TASK DESCRIPTION
Find every line in the entries below that contains the string "small", treating uppercase and lowercase as different, and copy each of those lines.

RECORDS SUPPLIED

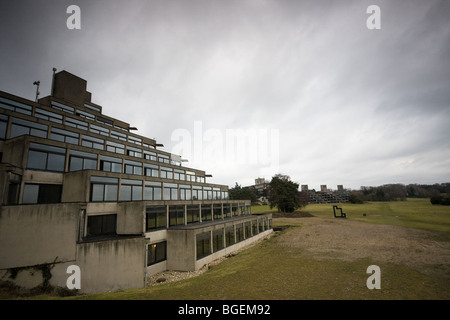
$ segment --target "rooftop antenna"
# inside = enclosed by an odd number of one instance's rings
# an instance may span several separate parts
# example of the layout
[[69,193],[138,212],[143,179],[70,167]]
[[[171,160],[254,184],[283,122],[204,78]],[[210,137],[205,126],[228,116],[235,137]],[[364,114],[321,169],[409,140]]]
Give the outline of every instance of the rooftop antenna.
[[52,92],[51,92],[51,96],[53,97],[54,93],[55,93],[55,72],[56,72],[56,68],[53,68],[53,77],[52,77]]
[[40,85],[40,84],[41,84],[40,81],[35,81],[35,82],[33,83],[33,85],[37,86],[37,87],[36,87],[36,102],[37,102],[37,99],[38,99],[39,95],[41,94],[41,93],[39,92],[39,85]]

---

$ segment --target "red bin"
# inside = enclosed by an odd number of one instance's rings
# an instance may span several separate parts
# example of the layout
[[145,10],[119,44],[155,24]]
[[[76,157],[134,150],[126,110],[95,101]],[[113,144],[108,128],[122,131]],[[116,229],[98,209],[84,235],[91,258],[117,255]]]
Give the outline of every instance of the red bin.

* * *

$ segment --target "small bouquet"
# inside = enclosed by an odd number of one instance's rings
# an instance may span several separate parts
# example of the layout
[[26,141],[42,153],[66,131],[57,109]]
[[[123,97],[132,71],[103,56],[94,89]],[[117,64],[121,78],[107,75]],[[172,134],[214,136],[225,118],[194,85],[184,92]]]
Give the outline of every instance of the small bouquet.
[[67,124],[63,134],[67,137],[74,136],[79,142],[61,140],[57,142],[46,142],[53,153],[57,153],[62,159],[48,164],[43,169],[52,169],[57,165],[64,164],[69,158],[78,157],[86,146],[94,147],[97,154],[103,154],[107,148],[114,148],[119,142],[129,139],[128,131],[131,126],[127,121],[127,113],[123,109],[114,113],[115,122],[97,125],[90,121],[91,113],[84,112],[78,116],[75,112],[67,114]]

ANSWER TO THIS TASK
$ segment --target "small bouquet"
Give the outline of every instance of the small bouquet.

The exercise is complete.